§ **Short problem**
Please render the material below as a two-column CSV with the headers entry and answer, one row per item, each field quoted and with line breaks turned into spaces. Begin at the line that contains "As a courtesy, could you identify the grey cloudy" and stop after the line that contains "[0,0,97,413]".

§ **Data for the task**
»»
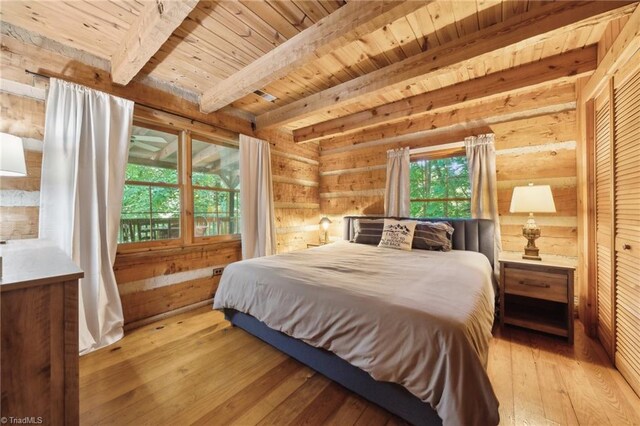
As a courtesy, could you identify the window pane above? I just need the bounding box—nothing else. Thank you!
[191,139,240,189]
[126,126,178,183]
[118,184,180,243]
[410,156,471,218]
[193,189,240,237]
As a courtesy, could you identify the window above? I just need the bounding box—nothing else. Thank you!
[118,122,240,249]
[118,126,181,243]
[410,155,471,218]
[191,138,240,237]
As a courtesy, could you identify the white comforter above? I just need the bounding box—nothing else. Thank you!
[213,242,499,425]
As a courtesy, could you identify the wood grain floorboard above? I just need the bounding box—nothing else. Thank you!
[80,308,640,426]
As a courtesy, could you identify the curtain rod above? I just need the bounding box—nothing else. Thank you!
[24,70,51,79]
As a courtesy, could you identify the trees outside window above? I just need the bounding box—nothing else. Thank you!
[410,156,471,218]
[118,122,240,248]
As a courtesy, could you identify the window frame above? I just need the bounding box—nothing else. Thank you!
[187,132,240,244]
[117,115,241,254]
[409,147,471,219]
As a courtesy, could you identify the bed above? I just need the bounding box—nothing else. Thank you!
[214,217,499,425]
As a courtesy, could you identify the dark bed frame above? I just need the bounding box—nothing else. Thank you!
[224,216,494,425]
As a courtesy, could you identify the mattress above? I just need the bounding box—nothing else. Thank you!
[214,242,499,425]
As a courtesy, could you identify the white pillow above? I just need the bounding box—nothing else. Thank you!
[378,219,417,250]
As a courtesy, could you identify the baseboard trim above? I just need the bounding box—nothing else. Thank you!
[123,298,213,331]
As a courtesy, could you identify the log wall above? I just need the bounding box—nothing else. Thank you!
[320,103,578,282]
[0,36,320,327]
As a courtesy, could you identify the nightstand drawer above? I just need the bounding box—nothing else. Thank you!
[504,268,568,303]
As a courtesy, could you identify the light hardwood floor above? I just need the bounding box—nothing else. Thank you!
[80,308,640,426]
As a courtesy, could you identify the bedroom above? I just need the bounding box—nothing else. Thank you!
[0,0,640,424]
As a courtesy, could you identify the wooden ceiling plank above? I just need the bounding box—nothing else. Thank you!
[0,37,253,135]
[266,0,313,31]
[219,0,287,47]
[320,82,576,150]
[256,2,629,128]
[293,0,329,24]
[213,3,284,52]
[240,0,300,39]
[293,46,597,142]
[453,1,480,36]
[189,2,270,61]
[427,1,460,44]
[2,1,125,59]
[476,0,502,30]
[582,5,640,99]
[111,0,198,85]
[201,0,429,111]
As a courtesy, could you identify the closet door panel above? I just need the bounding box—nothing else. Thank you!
[595,92,615,359]
[613,65,640,394]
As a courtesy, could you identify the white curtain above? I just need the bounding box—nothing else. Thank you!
[40,79,133,354]
[464,134,502,266]
[384,148,411,217]
[240,135,276,259]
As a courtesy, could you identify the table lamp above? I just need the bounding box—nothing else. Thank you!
[509,183,556,260]
[320,216,331,244]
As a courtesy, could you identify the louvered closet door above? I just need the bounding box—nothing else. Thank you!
[595,92,614,359]
[614,64,640,394]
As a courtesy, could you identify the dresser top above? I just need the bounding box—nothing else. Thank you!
[0,239,84,292]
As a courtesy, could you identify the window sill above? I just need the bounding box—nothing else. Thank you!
[116,234,241,257]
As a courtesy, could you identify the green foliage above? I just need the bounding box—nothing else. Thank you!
[410,156,471,218]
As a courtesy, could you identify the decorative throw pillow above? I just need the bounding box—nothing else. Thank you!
[412,222,453,251]
[378,219,416,250]
[351,219,384,245]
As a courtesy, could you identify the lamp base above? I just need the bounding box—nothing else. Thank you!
[522,247,542,260]
[522,213,542,260]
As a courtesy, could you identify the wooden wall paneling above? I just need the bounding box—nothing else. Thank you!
[121,277,220,324]
[0,92,44,140]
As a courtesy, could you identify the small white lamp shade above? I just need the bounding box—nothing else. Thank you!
[0,133,27,176]
[509,184,556,213]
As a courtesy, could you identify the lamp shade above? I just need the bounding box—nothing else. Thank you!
[0,133,27,176]
[509,184,556,213]
[320,216,331,229]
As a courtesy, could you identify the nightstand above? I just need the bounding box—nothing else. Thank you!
[307,241,331,248]
[499,257,575,343]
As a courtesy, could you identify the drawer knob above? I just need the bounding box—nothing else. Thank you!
[519,280,551,288]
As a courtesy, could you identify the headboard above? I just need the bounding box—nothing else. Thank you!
[342,216,495,265]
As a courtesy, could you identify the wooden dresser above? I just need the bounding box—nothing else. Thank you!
[0,240,83,425]
[500,257,575,343]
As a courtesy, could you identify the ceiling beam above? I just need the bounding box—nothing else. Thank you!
[582,5,640,99]
[151,141,178,160]
[111,0,198,85]
[320,83,576,152]
[191,145,220,167]
[293,45,597,142]
[256,1,630,129]
[200,0,433,112]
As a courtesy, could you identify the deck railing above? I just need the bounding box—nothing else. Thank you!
[118,212,240,243]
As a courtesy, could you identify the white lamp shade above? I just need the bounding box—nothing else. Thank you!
[0,133,27,176]
[509,185,556,213]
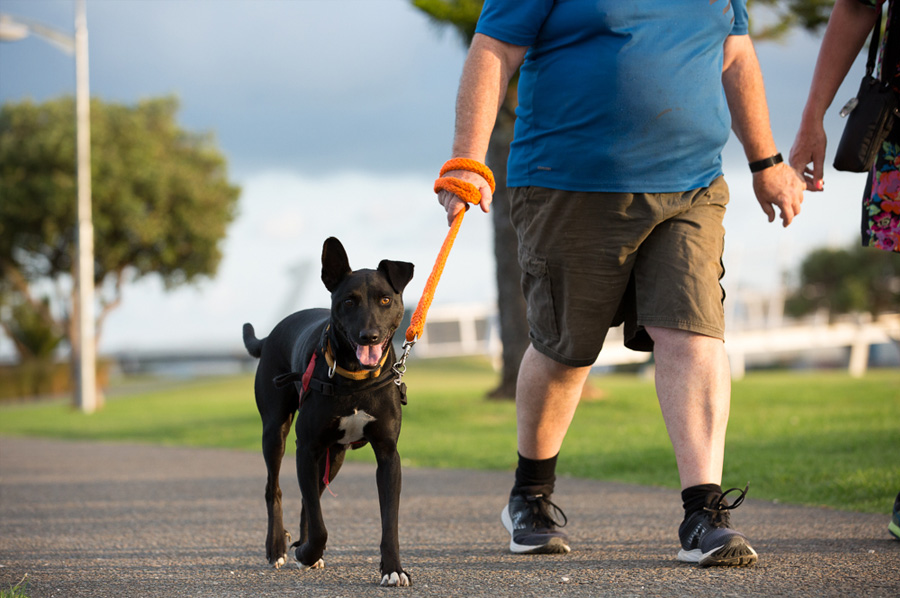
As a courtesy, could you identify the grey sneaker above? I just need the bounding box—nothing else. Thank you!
[678,488,759,567]
[500,494,571,554]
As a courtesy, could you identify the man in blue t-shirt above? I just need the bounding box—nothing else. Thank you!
[439,0,805,565]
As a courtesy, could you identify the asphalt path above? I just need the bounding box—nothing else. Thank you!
[0,438,900,598]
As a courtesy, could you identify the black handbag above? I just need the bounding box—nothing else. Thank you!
[834,12,900,172]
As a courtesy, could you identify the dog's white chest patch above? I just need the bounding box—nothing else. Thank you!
[338,409,375,444]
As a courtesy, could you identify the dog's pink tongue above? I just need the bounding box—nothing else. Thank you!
[356,345,381,368]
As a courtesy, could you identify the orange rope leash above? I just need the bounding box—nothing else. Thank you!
[406,158,495,343]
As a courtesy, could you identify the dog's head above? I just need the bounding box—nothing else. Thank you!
[322,237,413,370]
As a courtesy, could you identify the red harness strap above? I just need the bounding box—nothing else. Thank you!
[297,353,318,407]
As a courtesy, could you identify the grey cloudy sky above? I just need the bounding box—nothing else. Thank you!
[0,0,876,353]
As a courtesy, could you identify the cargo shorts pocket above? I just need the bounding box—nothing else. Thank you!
[519,246,559,344]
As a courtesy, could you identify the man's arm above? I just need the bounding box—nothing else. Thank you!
[722,35,805,226]
[438,33,528,223]
[790,0,880,191]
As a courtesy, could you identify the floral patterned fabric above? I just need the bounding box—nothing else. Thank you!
[860,0,900,252]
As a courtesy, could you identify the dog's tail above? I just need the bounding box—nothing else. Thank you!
[244,323,266,357]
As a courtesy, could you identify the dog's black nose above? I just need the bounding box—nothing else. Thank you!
[359,328,380,345]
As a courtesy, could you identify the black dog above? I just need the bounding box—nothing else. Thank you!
[244,237,413,586]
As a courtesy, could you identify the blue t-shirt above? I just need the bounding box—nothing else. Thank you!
[477,0,747,193]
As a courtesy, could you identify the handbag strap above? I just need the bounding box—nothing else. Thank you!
[866,9,881,77]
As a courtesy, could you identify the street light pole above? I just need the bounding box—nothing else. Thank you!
[0,0,98,413]
[73,0,97,413]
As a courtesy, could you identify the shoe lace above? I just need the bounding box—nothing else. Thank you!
[703,483,750,527]
[525,494,569,529]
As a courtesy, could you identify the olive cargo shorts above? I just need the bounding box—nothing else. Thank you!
[509,177,728,367]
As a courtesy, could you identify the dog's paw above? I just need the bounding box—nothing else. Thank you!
[381,571,410,588]
[294,559,325,571]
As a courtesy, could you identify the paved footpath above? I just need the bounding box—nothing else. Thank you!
[0,438,900,598]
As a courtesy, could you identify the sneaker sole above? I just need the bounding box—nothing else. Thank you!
[678,538,759,567]
[500,505,572,554]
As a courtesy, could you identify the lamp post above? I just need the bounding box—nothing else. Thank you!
[0,0,97,413]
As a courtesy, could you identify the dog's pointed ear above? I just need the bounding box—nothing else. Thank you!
[322,237,351,293]
[378,260,415,293]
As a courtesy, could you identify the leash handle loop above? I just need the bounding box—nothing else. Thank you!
[408,158,496,344]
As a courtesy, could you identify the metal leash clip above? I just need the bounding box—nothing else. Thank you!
[391,335,419,386]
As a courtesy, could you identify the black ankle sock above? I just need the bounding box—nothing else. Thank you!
[512,454,559,494]
[681,484,722,519]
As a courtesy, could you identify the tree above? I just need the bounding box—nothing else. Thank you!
[785,247,900,317]
[0,97,240,384]
[747,0,834,41]
[412,0,834,404]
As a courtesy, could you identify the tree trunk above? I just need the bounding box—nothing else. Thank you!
[487,97,530,399]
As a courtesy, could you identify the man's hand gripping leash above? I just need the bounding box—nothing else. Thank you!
[391,158,496,386]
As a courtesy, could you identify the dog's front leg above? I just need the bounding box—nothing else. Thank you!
[372,441,411,586]
[295,446,328,568]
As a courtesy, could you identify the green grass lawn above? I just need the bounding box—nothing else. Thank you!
[0,359,900,512]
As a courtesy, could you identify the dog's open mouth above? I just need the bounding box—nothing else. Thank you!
[356,339,391,369]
««
§ **Worked answer**
entry,answer
"As a courtesy, could you identify the grey cloudy sky above? I just need the bounding box—nothing else. Thank you!","[0,0,876,353]"
"As a courtesy, could you identify the cargo shorts pocket above? I just need the bounding box—nothing else. Thank you!","[519,246,559,344]"
"As a courtesy, could you identify the man's arm above? I just need the bounding box—nothing else. Thank you!","[722,35,805,226] [438,33,528,223] [790,0,880,191]"
"As a courtesy, could you identify the floral patterned fabric above? I just need the bounding box—nothing else. Thank you!","[860,0,900,252]"
"As a courtesy, could you identify the dog's tail above? I just need the bounding box—nothing else. Thank you!","[244,323,266,357]"
"As a courtesy, could you identify the dog's black nose above? I just need the bounding box—nothing else. Thank you!","[359,328,380,345]"
"As a courtesy, could you identify the black dog above? I just need the bounding box—nothing else. Thank you!","[244,237,413,586]"
"As a courtesy, could you identify the blue t-shirt above? I just need the bounding box—nothing else. Thank you!","[477,0,747,193]"
"As a courtesy, could you identify the handbag strap above? I just need the bounding box—nothing else. Thank you!","[866,9,881,77]"
"As a courtesy, could you identify the street light pole above? I just need the bounding box—nothing else. Thank you!","[0,0,98,413] [73,0,97,413]"
"As a courtesy, could you identify the shoe lace above? I just need the bounding box—nothing else. Thank you!","[703,483,750,527] [525,494,569,529]"
"As a courtesy, could you identify the olive cargo shorts above? I just need the bounding box—nothing else. Thank you!","[509,177,728,367]"
"As a courtesy, could you identify the dog's paw above? I just need the bounding box—nothing else. Thank you!","[381,571,410,588] [294,559,325,571]"
"As a courtesy, could you identify the paved footpath above? I just need the bounding box—nothing else. Thank you!","[0,438,900,598]"
"As a courtesy, could you identify the sneaker sole above? I just need the bounding box—nothing else. Thank you!","[678,538,759,567] [500,505,572,554]"
"As a courtesy, could you identify the lamp post above? I just need the bounding box—nothing else. Thank you!","[0,0,97,413]"